I've Always Loved You is a 1946 American drama musical film produced and directed by Frank Borzage and written by Borden Chase. The film stars Philip Dorn, Catherine McLeod, William Carter, Maria Ouspenskaya, Felix Bressart and Elizabeth Patterson. Rare for a film produced by Republic Pictures, I've Always Loved You is a high-budget prestige production with an A-list director in Borzage.

Plot
The film was based on Chase's story Concerto, which in turn was based on the career of his first wife. It was originally called Concerto and was the most expensive film ever made by Republic Pictures.

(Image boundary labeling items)
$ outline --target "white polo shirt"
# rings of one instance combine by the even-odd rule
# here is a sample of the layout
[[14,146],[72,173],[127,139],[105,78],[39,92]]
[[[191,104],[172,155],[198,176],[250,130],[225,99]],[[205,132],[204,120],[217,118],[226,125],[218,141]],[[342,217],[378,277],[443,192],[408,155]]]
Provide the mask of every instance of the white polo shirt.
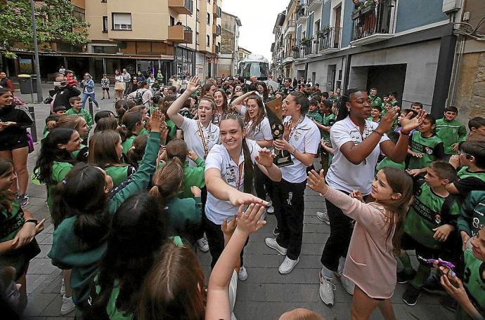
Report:
[[[246,142],[251,153],[251,161],[255,164],[256,156],[261,148],[254,140],[246,139]],[[239,162],[235,164],[224,145],[214,145],[205,159],[205,171],[212,168],[221,171],[221,178],[226,183],[242,192],[244,192],[244,154],[242,150],[239,156]],[[239,206],[233,206],[228,201],[219,200],[209,192],[207,192],[205,215],[216,225],[222,225],[222,222],[226,219],[234,217],[238,208]]]
[[380,144],[388,140],[389,138],[385,134],[382,135],[366,161],[357,165],[350,162],[340,152],[340,147],[349,141],[352,141],[356,145],[358,145],[378,126],[377,122],[366,120],[366,128],[363,134],[361,135],[358,126],[354,124],[348,116],[335,122],[330,129],[330,141],[334,148],[332,165],[326,175],[328,185],[349,193],[354,190],[359,190],[365,196],[370,194],[374,170],[380,154]]
[[[205,141],[207,152],[215,145],[219,143],[219,126],[215,124],[209,123],[207,127],[205,127],[198,120],[183,118],[181,128],[183,131],[183,140],[187,144],[188,149],[195,152],[200,159],[203,159],[206,157],[202,138]],[[200,129],[202,129],[202,134]],[[189,167],[196,166],[194,161],[189,159]]]
[[[291,121],[290,116],[286,116],[283,123]],[[309,118],[305,116],[299,124],[293,128],[290,144],[300,152],[316,154],[320,144],[320,131]],[[295,156],[291,156],[294,164],[281,168],[281,175],[286,181],[301,183],[306,180],[306,166],[302,164]]]

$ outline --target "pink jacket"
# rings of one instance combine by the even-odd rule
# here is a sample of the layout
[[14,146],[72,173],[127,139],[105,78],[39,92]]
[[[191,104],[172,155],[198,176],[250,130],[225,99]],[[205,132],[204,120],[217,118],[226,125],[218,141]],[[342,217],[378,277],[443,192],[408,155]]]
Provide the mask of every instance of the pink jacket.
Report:
[[386,241],[388,225],[384,208],[376,203],[363,204],[332,188],[323,196],[356,220],[344,275],[370,298],[392,297],[397,262],[392,253],[392,234]]

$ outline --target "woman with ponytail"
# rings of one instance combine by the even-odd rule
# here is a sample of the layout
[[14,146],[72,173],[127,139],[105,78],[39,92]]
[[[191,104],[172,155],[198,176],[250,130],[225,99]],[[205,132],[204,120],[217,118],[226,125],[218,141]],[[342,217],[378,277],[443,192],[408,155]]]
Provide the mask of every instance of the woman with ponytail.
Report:
[[[261,149],[255,141],[247,140],[246,128],[240,116],[225,114],[220,123],[221,140],[209,152],[205,161],[205,184],[207,201],[204,224],[214,267],[224,249],[222,222],[237,213],[240,205],[268,203],[252,194],[254,166],[273,181],[281,180],[281,171],[273,164],[269,150]],[[245,280],[241,253],[239,279]]]
[[162,122],[159,112],[153,112],[151,121],[153,127],[140,168],[118,187],[113,189],[112,180],[104,170],[84,164],[76,165],[58,185],[54,215],[62,222],[54,232],[48,257],[53,265],[72,269],[70,284],[77,317],[89,305],[93,275],[106,251],[111,217],[130,196],[146,190],[155,172]]

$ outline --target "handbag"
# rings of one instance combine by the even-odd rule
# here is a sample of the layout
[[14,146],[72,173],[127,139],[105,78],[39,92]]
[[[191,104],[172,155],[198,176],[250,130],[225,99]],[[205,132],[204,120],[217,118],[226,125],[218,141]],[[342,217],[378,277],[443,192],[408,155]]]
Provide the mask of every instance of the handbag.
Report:
[[123,90],[124,91],[124,88],[125,88],[124,83],[123,83],[123,84],[120,84],[120,83],[115,84],[115,90]]

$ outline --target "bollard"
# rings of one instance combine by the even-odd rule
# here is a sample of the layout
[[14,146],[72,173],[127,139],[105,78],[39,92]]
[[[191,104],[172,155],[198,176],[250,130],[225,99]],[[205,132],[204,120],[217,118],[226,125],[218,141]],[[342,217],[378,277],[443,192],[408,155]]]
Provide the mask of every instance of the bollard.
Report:
[[94,114],[93,114],[93,99],[91,99],[91,97],[88,97],[88,105],[89,106],[91,116],[94,118]]
[[30,126],[30,134],[32,136],[32,140],[34,142],[37,142],[37,128],[35,126],[35,111],[34,110],[34,107],[32,107],[32,105],[29,106],[29,112],[30,112],[30,115],[32,116],[32,119],[34,119],[34,123]]

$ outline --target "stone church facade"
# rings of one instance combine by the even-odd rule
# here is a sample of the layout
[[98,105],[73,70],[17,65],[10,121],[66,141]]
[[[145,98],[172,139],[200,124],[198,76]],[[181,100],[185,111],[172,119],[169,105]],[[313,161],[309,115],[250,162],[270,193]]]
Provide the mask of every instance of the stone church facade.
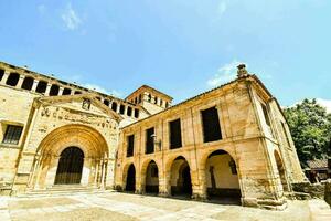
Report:
[[256,75],[177,105],[143,85],[125,99],[0,62],[0,191],[56,187],[238,199],[282,209],[302,182],[288,125]]

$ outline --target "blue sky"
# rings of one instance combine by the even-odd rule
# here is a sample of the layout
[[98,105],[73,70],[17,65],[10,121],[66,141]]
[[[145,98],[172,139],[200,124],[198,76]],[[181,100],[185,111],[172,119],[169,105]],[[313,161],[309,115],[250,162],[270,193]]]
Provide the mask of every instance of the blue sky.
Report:
[[331,99],[329,0],[0,0],[0,60],[125,97],[189,98],[244,62],[281,105]]

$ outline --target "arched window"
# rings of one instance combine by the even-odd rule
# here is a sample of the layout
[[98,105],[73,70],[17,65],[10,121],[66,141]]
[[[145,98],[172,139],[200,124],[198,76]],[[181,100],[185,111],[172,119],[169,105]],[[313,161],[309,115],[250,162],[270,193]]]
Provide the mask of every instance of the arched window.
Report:
[[44,93],[47,88],[47,82],[40,81],[36,85],[35,92],[38,93]]
[[111,109],[113,109],[114,112],[117,110],[117,103],[116,103],[116,102],[113,102],[113,103],[111,103]]
[[135,117],[136,117],[136,118],[139,117],[139,109],[135,109]]
[[71,93],[72,93],[71,88],[64,88],[62,95],[71,95]]
[[50,90],[50,96],[58,95],[60,87],[56,84],[53,84]]
[[26,76],[23,81],[23,84],[22,84],[22,90],[32,90],[32,86],[33,86],[33,78],[30,77],[30,76]]
[[132,115],[132,107],[128,107],[127,115],[130,117]]
[[17,86],[19,80],[20,80],[20,75],[18,73],[10,73],[6,84],[9,86]]
[[124,114],[125,113],[125,108],[126,108],[126,106],[121,104],[119,106],[119,114]]
[[104,104],[105,104],[106,106],[109,106],[109,101],[108,101],[108,99],[104,99]]
[[0,81],[2,80],[3,75],[4,75],[4,70],[0,70]]

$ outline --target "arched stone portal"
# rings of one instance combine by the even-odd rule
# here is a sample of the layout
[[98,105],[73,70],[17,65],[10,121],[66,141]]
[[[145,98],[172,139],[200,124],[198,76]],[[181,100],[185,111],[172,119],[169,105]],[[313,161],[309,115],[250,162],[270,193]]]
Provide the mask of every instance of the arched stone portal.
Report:
[[276,160],[276,165],[277,165],[277,170],[278,170],[278,173],[279,173],[280,182],[281,182],[281,186],[282,186],[282,190],[284,191],[289,191],[287,179],[286,179],[286,175],[285,175],[284,164],[282,164],[282,160],[281,160],[281,158],[280,158],[280,156],[279,156],[279,154],[278,154],[277,150],[274,151],[274,156],[275,156],[275,160]]
[[178,157],[171,166],[171,194],[192,196],[192,181],[190,166],[185,158]]
[[146,169],[145,191],[147,193],[159,193],[159,169],[153,160],[148,164]]
[[215,150],[205,162],[206,193],[211,200],[241,201],[237,167],[225,150]]
[[61,152],[55,185],[81,183],[84,152],[78,147],[67,147]]
[[135,192],[136,191],[136,169],[134,164],[129,166],[127,172],[127,180],[126,180],[126,191]]
[[[72,148],[67,149],[68,147]],[[107,143],[96,129],[78,124],[58,127],[42,140],[36,150],[30,188],[45,189],[54,183],[77,183],[79,176],[82,186],[103,188],[107,179],[108,154]],[[82,164],[82,167],[70,166],[70,162],[66,162],[70,161],[70,156],[71,160]],[[74,171],[77,177],[63,178],[68,176],[65,175],[65,170],[67,173]]]

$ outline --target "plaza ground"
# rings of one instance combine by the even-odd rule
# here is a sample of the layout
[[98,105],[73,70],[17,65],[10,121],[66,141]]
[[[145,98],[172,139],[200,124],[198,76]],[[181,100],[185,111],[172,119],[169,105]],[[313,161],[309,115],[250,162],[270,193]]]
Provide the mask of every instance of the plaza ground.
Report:
[[103,192],[0,197],[0,220],[331,220],[322,200],[289,201],[285,211],[152,196]]

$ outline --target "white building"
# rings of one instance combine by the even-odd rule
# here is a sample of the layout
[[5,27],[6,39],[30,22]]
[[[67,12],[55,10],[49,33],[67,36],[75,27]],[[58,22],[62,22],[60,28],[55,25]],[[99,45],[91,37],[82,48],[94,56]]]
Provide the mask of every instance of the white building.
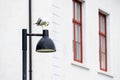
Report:
[[[0,0],[0,80],[22,80],[28,8],[28,0]],[[120,80],[120,0],[32,0],[33,33],[42,32],[39,17],[50,22],[56,52],[35,52],[32,38],[33,80]]]

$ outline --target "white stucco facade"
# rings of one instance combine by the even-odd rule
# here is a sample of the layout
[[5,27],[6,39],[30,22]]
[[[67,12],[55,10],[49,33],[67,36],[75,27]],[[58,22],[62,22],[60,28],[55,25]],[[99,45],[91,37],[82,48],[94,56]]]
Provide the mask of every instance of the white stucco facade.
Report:
[[[32,0],[32,32],[41,33],[34,23],[46,18],[56,46],[37,53],[39,37],[32,38],[33,80],[120,80],[120,1],[81,1],[83,64],[73,60],[73,1]],[[108,72],[99,69],[99,11],[107,14]],[[28,0],[0,0],[0,80],[22,80],[22,28],[28,29]]]

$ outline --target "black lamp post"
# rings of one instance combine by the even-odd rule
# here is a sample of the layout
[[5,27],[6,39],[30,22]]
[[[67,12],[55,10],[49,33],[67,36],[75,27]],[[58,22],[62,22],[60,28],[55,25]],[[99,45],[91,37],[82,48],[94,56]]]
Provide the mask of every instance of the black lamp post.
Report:
[[27,36],[42,36],[36,46],[37,52],[48,53],[56,51],[53,41],[49,38],[48,30],[43,30],[43,34],[28,34],[27,29],[22,29],[22,80],[27,80]]

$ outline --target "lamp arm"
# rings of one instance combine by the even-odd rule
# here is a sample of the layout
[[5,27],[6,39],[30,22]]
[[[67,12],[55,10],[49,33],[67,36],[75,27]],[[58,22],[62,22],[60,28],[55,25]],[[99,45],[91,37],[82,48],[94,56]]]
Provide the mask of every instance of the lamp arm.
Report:
[[43,34],[27,34],[27,36],[43,36]]

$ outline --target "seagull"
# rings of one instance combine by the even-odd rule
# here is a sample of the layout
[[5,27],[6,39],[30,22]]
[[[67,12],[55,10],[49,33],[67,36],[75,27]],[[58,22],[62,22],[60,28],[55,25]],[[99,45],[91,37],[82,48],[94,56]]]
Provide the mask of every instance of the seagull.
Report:
[[43,21],[41,18],[38,18],[37,22],[35,23],[37,26],[48,26],[49,22],[48,21]]

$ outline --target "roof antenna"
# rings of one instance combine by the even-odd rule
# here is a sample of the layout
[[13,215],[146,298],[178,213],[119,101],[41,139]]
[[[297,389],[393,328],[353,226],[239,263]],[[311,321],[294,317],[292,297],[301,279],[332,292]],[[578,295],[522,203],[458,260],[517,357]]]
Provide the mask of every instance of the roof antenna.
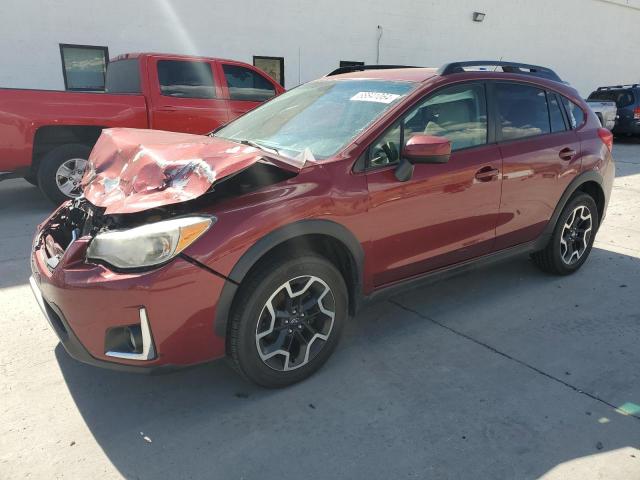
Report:
[[380,65],[380,40],[382,40],[382,25],[378,25],[378,49],[376,51],[376,65]]

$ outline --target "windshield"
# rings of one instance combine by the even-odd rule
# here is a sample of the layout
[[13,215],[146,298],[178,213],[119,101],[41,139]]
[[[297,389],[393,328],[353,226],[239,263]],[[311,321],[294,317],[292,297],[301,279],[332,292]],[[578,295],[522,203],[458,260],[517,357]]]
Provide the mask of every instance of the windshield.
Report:
[[598,90],[589,95],[588,100],[615,102],[616,107],[623,108],[633,103],[631,90]]
[[335,155],[415,88],[385,80],[320,80],[301,85],[240,117],[216,137],[291,158]]

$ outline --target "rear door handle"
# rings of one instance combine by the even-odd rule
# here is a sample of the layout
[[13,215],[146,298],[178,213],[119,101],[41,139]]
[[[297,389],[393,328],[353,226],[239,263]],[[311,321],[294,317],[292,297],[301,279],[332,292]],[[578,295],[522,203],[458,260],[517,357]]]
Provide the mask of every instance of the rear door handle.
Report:
[[490,182],[494,178],[497,178],[500,174],[500,170],[493,167],[483,167],[476,172],[476,180],[479,182]]
[[560,150],[560,153],[558,153],[558,156],[562,160],[571,160],[573,157],[576,156],[576,151],[573,148],[565,147],[562,150]]

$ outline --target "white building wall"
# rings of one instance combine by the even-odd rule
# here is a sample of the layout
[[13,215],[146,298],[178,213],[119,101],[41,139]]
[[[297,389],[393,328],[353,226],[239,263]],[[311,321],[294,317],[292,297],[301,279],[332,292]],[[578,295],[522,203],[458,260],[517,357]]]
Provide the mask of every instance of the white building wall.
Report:
[[[59,44],[285,58],[287,88],[340,60],[547,65],[583,94],[640,82],[640,0],[2,0],[0,87],[64,88]],[[472,13],[487,14],[472,21]]]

▶ _Task list_:
1. What was I've Always Loved You originally called, according to the film article?
2. Reproduce the passage of the film article from "I've Always Loved You is a 1946" up to and including "by Republic Pictures.", word for word.

▶ _Answers below_:
1. Concerto

2.
I've Always Loved You is a 1946 American drama musical film produced and directed by Frank Borzage and written by Borden Chase. The film stars Philip Dorn, Catherine McLeod, William Carter, Maria Ouspenskaya, Felix Bressart and Elizabeth Patterson. Rare for a film produced by Republic Pictures, I've Always Loved You is a high-budget prestige production with an A-list director in Borzage.

Plot
The film was based on Chase's story Concerto, which in turn was based on the career of his first wife. It was originally called Concerto and was the most expensive film ever made by Republic Pictures.